Stored items from a collection
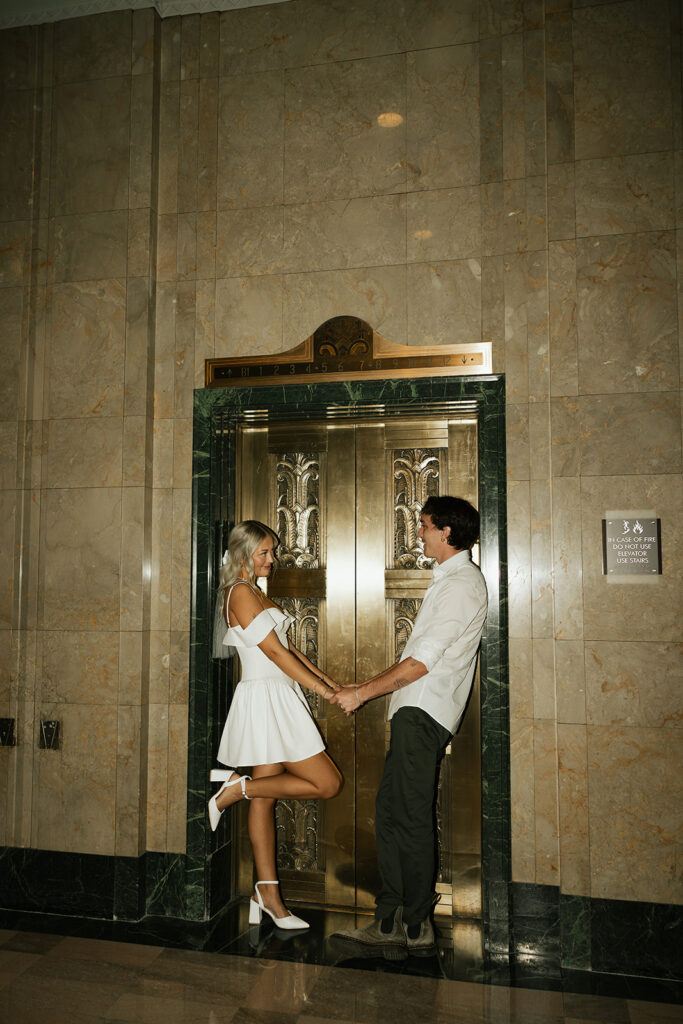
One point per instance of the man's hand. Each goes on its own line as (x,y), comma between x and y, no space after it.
(346,699)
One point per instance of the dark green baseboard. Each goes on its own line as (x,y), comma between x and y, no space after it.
(567,933)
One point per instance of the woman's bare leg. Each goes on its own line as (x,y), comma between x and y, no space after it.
(312,778)
(262,836)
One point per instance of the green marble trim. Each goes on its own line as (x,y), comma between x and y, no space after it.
(217,412)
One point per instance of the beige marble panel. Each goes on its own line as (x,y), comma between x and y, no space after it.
(134,459)
(493,308)
(442,143)
(14,241)
(169,130)
(8,508)
(493,218)
(136,398)
(524,221)
(11,302)
(635,823)
(139,241)
(97,46)
(334,146)
(559,85)
(344,233)
(443,224)
(179,667)
(8,454)
(491,107)
(189,46)
(81,540)
(570,682)
(182,453)
(158,766)
(130,667)
(16,110)
(635,683)
(128,756)
(78,668)
(160,659)
(251,140)
(519,558)
(539,440)
(622,79)
(250,242)
(187,144)
(91,146)
(181,567)
(561,202)
(542,559)
(133,557)
(565,449)
(142,45)
(444,302)
(75,791)
(614,611)
(513,105)
(207,168)
(206,245)
(516,329)
(376,295)
(620,195)
(626,313)
(204,328)
(546,803)
(142,141)
(249,315)
(567,571)
(84,453)
(183,367)
(161,558)
(86,360)
(622,434)
(543,670)
(521,801)
(521,679)
(562,317)
(573,816)
(170,48)
(177,778)
(517,442)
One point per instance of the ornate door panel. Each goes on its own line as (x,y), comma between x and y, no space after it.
(345,500)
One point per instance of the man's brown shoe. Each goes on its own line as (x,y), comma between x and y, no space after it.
(425,943)
(372,941)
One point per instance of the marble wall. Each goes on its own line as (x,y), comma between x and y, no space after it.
(219,184)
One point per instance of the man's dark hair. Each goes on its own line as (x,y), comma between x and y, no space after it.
(462,517)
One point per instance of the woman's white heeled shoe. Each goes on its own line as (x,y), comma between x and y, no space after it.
(214,812)
(256,910)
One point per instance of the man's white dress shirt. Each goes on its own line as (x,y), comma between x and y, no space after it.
(445,638)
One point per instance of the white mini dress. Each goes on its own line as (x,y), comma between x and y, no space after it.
(269,720)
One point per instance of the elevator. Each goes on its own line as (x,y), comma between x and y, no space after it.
(345,500)
(336,444)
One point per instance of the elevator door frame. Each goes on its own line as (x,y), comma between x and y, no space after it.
(211,860)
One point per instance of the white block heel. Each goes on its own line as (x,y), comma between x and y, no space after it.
(257,909)
(214,812)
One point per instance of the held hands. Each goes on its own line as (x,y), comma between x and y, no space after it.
(347,698)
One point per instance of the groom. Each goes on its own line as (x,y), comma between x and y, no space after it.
(429,686)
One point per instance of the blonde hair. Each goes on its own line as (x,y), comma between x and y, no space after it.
(243,542)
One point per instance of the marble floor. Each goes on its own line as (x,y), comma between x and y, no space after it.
(264,976)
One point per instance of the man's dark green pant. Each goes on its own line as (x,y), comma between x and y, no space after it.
(404,815)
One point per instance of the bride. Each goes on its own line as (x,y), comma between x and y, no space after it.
(269,725)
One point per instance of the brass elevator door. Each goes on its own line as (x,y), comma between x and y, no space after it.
(345,500)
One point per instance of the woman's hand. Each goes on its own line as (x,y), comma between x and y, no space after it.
(347,698)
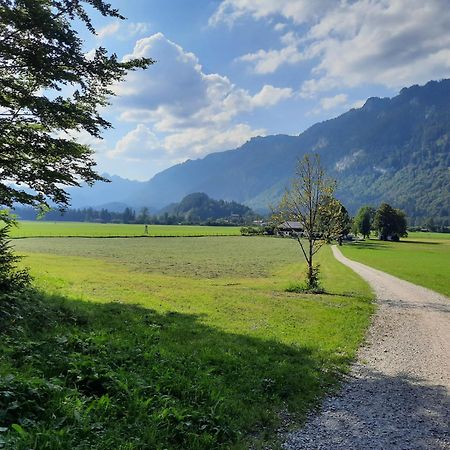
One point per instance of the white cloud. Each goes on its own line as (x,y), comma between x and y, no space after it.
(139,144)
(122,30)
(388,42)
(192,112)
(268,61)
(109,30)
(328,103)
(299,11)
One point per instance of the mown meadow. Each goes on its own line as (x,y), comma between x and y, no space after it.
(421,258)
(85,229)
(180,343)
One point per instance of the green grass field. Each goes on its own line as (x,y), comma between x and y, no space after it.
(188,343)
(422,258)
(83,229)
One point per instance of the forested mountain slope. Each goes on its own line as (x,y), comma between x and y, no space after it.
(394,150)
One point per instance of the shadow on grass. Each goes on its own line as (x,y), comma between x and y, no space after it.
(420,242)
(367,244)
(81,375)
(379,411)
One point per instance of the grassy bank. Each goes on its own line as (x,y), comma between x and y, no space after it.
(176,343)
(422,258)
(83,229)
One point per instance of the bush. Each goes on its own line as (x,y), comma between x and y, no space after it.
(12,279)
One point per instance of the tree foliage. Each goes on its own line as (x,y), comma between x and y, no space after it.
(310,201)
(12,279)
(50,89)
(390,223)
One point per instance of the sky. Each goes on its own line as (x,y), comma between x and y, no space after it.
(229,70)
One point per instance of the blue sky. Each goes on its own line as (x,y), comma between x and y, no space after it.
(228,70)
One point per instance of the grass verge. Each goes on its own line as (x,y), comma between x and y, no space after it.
(422,258)
(111,354)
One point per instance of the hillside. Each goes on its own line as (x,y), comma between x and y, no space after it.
(394,150)
(198,207)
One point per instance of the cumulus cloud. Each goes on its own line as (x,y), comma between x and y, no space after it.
(192,112)
(299,11)
(123,30)
(139,144)
(108,30)
(328,103)
(388,42)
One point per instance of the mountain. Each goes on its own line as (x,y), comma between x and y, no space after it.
(199,207)
(114,196)
(395,150)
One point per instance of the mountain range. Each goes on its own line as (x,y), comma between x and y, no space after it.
(394,150)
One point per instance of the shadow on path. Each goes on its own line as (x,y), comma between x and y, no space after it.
(378,412)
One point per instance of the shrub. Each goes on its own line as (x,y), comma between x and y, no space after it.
(12,279)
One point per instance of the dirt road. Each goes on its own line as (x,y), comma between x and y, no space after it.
(398,393)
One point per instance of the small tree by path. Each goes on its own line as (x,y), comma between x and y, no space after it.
(390,223)
(363,221)
(310,202)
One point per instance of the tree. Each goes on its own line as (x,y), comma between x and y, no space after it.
(310,201)
(390,223)
(49,90)
(363,221)
(11,278)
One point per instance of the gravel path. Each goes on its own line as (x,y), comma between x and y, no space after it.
(397,395)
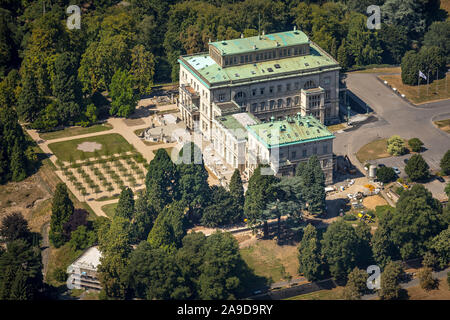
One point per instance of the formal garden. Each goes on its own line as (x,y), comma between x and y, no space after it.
(99,167)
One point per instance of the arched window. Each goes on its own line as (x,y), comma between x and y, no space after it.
(309,84)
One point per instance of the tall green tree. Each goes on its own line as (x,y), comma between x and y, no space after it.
(193,183)
(125,206)
(20,271)
(417,168)
(161,181)
(237,190)
(390,279)
(62,209)
(123,97)
(338,248)
(311,263)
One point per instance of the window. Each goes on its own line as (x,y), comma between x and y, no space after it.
(288,102)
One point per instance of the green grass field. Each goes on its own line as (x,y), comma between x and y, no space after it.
(74,131)
(110,209)
(112,143)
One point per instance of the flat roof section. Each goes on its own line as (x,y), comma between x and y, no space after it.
(214,73)
(263,42)
(287,132)
(236,123)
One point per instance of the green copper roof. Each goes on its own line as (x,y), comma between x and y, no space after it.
(294,131)
(268,41)
(237,123)
(213,73)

Direction - Rewrite all of the records above, substituting "without a space after it" for "no space after it" and changing nothing else. Leave the pictures out of your answer.

Output of the exercise -
One point per instance of the man's hand. Each goes on its own line as (x,y), comma between x and y, without a space after it.
(346,699)
One point per instance of the dark green baseboard. Each goes on its own line as (x,y), comma between x and y, without a space after it.
(567,933)
One point per instance of the woman's bare leg. Each goes on its own line as (x,y), comma between x and y, without a space after it.
(312,778)
(262,836)
One point per instance of the green marble trim. Each goes on its own line as (x,y), comma between x and y, without a space after it.
(217,412)
One point per instance of the beige marble panel. Each goes on its own line as (x,y), comma between x and y, without a space after it.
(134,459)
(493,308)
(442,143)
(14,241)
(169,130)
(8,508)
(493,218)
(136,398)
(524,221)
(11,302)
(635,823)
(139,241)
(97,46)
(334,146)
(559,85)
(344,233)
(443,224)
(179,667)
(8,454)
(491,107)
(189,46)
(81,540)
(570,682)
(182,453)
(158,766)
(130,667)
(16,110)
(635,683)
(128,756)
(78,668)
(160,659)
(251,140)
(519,558)
(539,440)
(622,79)
(250,242)
(187,144)
(91,146)
(181,567)
(561,202)
(542,559)
(133,557)
(565,449)
(142,45)
(444,302)
(75,791)
(614,611)
(513,105)
(207,168)
(206,245)
(516,329)
(376,295)
(620,195)
(626,313)
(204,328)
(546,803)
(142,141)
(249,315)
(567,571)
(84,453)
(183,367)
(161,558)
(86,360)
(622,434)
(543,670)
(521,801)
(521,679)
(562,317)
(573,816)
(170,48)
(177,778)
(517,442)
One point per instance of the ornate door panel. Each goes on its own line as (x,y), comma between x and y, without a space after it.
(345,500)
One point per instance of the man's brown shoe. Each goes on its own line as (x,y), comma between x and y, without a space after it.
(425,943)
(372,941)
One point per instance of the marble wall. Each goes on its own line as (x,y), comma between x and y, without a space after it.
(219,184)
One point per instance of the man's dark hair. Each goes on its own line as (x,y), comma between x and y, without a space after it.
(462,517)
One point per instance of the woman's white heeled shoe. Each goes on its own line as (x,y), comma between x and y, without a space after it.
(214,812)
(256,910)
One point per instance of the man's white dress shirt. Each goes on its own line as (x,y), comma between x and y, without a space after it.
(445,638)
One point per instance of the white mini dress. Each goes on its own line as (x,y), comma between x and y, without a space after it.
(269,720)
One point per instance of the elevator. Each goes on its own line as (x,y), comma between x and y, without a space after it.
(345,500)
(336,444)
One point per instance of the elevator door frame. Each goes on its own line as (x,y), comma between x and y, without a space after it.
(211,860)
One point per instance of the white block heel. Each goes on its own line as (x,y), comma between x and y, without a space after it.
(257,909)
(214,812)
One point per instance of the held hands. Each goes on its own line as (x,y), comma between x and y, without a space after it.
(347,698)
One point per instance of the groom. Each goes on its own line as (x,y), comma between x and y, without a space after it.
(429,686)
One point per instance of the blonde hair. Each goes on its own line as (x,y), comma between x and y, without a space after it.
(243,542)
One point per instance of the marble floor. Each goes on its own line as (x,y), comma between x and y, without a space after it.
(264,976)
One point per instance of the man's dark green pant. Each goes on its own line as (x,y), comma between x and y, without a space after it.
(404,815)
One point per instance of the bride. Each goes on its own line as (x,y), comma between x and y, without a space after it.
(269,725)
One point per instance of the brass elevator door. Each goes on its own line as (x,y), comma between x and y, without a space after it.
(345,500)
One point per instance of the woman's hand. Each goes on its own line as (x,y), comma between x and y, without a space after it.
(347,698)
One point per instance of the white cloud. Each goes on its own line as (x,y), comma between x and y, without a space after it.
(139,144)
(122,30)
(388,42)
(192,112)
(268,61)
(109,30)
(328,103)
(299,11)
One point per instance of the mown meadow. Each goes on its own line as (x,y), comma between x and y, without a space after it.
(421,258)
(85,229)
(180,343)
One point per instance of the green grass field. Each goes on its own line as (x,y), comma between x and y, without a space after it.
(188,343)
(422,258)
(83,229)
One point per instance of the forested mountain slope. Each goes on its own line as (x,y), comma between x and y, without a space after it.
(394,150)
One point per instance of the shadow on grass. Each goes on its own line as (x,y), comma between x and y, without a space after it.
(420,242)
(367,244)
(81,375)
(379,411)
One point per instance of the grassy bank. Each goes on its own line as (x,y), comma between x and y, without a space after it.
(176,343)
(422,258)
(83,229)
One point per instance of the bush. Each goes on its own line as (x,y), comma between x and y, without a space after it.
(12,279)
One point per instance of the tree foliage. Each goes on its own line as (x,y), comma between x and y, without a space after it.
(310,201)
(12,279)
(50,89)
(390,223)
One point per instance of the sky. Each goes on its own line as (x,y), comma between x and y, without a space after it.
(229,70)
One point per instance of the blue sky. Each goes on its own line as (x,y), comma between x and y, without a space after it.
(228,70)
One point per instance of the grass verge. Each goes on its own line as (x,y), comma between x and y, without a space after it.
(422,258)
(111,354)
One point per instance of the hillside. Each goes on its own line as (x,y), comma between x and y, without a space after it.
(394,150)
(198,207)
One point per instance of the cumulus cloud. Each goes on its own line as (x,y), comma between x and y, without a space after it.
(192,112)
(299,11)
(123,30)
(139,144)
(108,30)
(328,103)
(388,42)
One point per instance of the mountain. Each goes on its own line as (x,y), comma between x and y, without a space after it.
(199,207)
(114,196)
(395,150)
One point per instance of the mountain range. Each goes on its own line as (x,y), comma between x and y, without a space after it.
(394,150)
One point per instance of the shadow on path. Each goes on its own line as (x,y), comma between x and y, without a space after it.
(378,412)
One point per instance of the shrub. Each goes on its own line as (x,y), comma between x and y, without a space after it.
(12,279)
One point per instance of the dirt road. Each goes on its own line as (x,y), comma between x and y, without a space after it.
(398,393)
One point per instance of the small tree by path. Each goes on its own line as (x,y), comma between x and y, without a space after it.
(390,223)
(363,221)
(310,202)
One point per instance of the tree. Each goes on its own line as (x,y), comma between x and y, without a space after it.
(310,201)
(390,223)
(49,90)
(363,221)
(11,278)
One point per instance of the gravel path. Each goes on its own line as (x,y), comma between x and y, without a space after it.
(397,395)
One point per instance of the formal garden. Each goes on its own line as (x,y), comma between x and y, without a space after it.
(99,167)
One point per instance of the arched window. Each goes on its own line as (x,y), comma between x and y, without a space after it.
(309,84)
One point per instance of the tall green tree. Each goes on its own line as (x,y), comma between x and y, without a space after it.
(193,183)
(125,206)
(20,271)
(417,168)
(161,181)
(237,190)
(390,279)
(62,209)
(123,97)
(338,248)
(311,263)
One point per instance of the window. Each goes on its own line as (x,y), comma between x and y, without a space after it.
(288,102)
One point per instance of the green grass field. Each goes on its own line as (x,y), comma between x and y, without a space after it.
(74,131)
(110,209)
(112,143)
One point per instance of the flat roof section. Each goes on its own line as (x,y), comma between x and y, without a space after it.
(214,73)
(263,42)
(287,132)
(236,123)
One point per instance of the green copper roof. Each goes on its own line as (x,y), comma between x and y, without a space after it.
(294,131)
(268,41)
(237,123)
(213,73)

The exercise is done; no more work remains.